Problem requirements — Nothing more is wanted than an exact repeat of the data below.

(Saved entries)
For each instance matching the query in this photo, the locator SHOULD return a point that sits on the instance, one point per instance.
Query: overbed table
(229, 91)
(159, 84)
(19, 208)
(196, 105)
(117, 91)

Task response —
For each instance matching the query in this photo, the locator SHOULD return a point that sits on the instance, one point per instance.
Query: overbed table
(229, 91)
(159, 84)
(19, 208)
(196, 105)
(117, 91)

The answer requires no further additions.